■ **Instructions for the task**
Pictures stay out. Everything else in the listing below gets written out exactly.

***

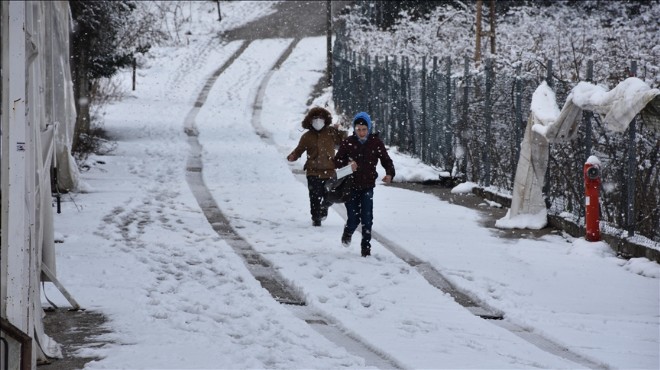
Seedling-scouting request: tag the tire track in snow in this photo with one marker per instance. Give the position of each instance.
(265, 273)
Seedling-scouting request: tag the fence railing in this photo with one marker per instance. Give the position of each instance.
(471, 123)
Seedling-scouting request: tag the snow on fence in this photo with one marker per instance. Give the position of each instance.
(471, 123)
(38, 115)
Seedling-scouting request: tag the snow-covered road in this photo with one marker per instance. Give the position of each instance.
(138, 247)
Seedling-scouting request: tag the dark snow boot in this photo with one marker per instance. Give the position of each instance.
(346, 239)
(366, 249)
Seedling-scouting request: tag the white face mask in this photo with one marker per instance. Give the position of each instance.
(318, 123)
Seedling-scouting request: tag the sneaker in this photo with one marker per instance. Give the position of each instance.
(346, 239)
(366, 249)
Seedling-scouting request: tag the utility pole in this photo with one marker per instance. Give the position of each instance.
(480, 33)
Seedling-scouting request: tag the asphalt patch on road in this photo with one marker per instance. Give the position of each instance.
(74, 330)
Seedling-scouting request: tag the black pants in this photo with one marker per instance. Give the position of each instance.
(317, 204)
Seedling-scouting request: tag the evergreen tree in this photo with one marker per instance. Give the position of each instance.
(95, 53)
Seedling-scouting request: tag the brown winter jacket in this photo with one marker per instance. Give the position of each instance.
(319, 145)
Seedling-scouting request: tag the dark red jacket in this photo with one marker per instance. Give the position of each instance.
(366, 156)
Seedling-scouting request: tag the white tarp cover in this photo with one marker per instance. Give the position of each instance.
(618, 106)
(547, 124)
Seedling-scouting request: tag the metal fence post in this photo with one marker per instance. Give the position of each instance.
(632, 162)
(588, 115)
(448, 126)
(410, 112)
(488, 117)
(518, 122)
(424, 147)
(433, 110)
(546, 185)
(466, 106)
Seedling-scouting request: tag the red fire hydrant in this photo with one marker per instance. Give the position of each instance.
(591, 189)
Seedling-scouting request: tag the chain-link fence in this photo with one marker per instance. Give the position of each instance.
(471, 123)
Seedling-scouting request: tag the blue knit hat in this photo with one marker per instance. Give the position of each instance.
(362, 118)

***

■ **Result of the exercise**
Seedling-scouting request: tag the tire track in snow in this photo with one marker per instance. Give the position of each instance.
(265, 273)
Seedling-scouting request: tag the fence railing in this photo with one marker per instance. Give the position of each instance.
(471, 123)
Seedling-scouting request: tag the snow on fence in this photo with one marker per instance. Give the position of each instance.
(471, 123)
(38, 115)
Seedling-scouting request: tag the snow-covered road in this photo with one marker per instance. Give the position of each instance.
(138, 247)
Seedling-scouting request: tag the dark snow boot in this photo with one marker per instance. Give the position of each instance.
(346, 239)
(366, 249)
Seedling-scouting request: tag the white face mask in this photo with one marker per instance. Give the position of each instance.
(318, 123)
Seedling-scouting request: tag the sneaker in this photo with one marker per instance. Give the position of each instance.
(346, 239)
(366, 249)
Seedling-scouting request: tag the utility pole in this photo with one marker per instance. Give the position of each instance.
(480, 33)
Seedling-scouting request: tag the asphalt patch on road in this photo with one marker per instance. Give the position of each instance.
(74, 330)
Seedling-scouting request: tag the black pants in this photo with one marker per instance. Give the position of each instance.
(317, 204)
Seedling-scouting request: tag the evergreen tree in this photo with one marker per instance. Give the position of each instance.
(95, 53)
Seedling-scouting request: tag the brown winter jacket in this photo with one marker per instance. Give the position of each instance.
(319, 145)
Seedling-scouting request: tag the dark red jacket in this photo with one marker per instance. Give the position of each instance.
(366, 156)
Seedling-scouting request: tag the white tarp cover in this photo with one marker per instance. Give the position of each instance.
(618, 106)
(547, 124)
Seedling-scouting request: tag the metal fence post in this photo with one marker per instance. Give the position of each instance.
(632, 162)
(588, 115)
(448, 126)
(410, 112)
(488, 117)
(518, 122)
(424, 147)
(433, 110)
(546, 185)
(466, 106)
Seedling-scouting request: tag the red fire hydrant in this photo with one marker per instance. Give the position of each instance.
(591, 189)
Seedling-scouting request: tag the chain-link fence in this photo with one marker per instance. Give the position of each instance.
(471, 123)
Seedling-scouting request: tag the blue knit hat in this photo with one marker per instance. Give the position of each instance.
(362, 118)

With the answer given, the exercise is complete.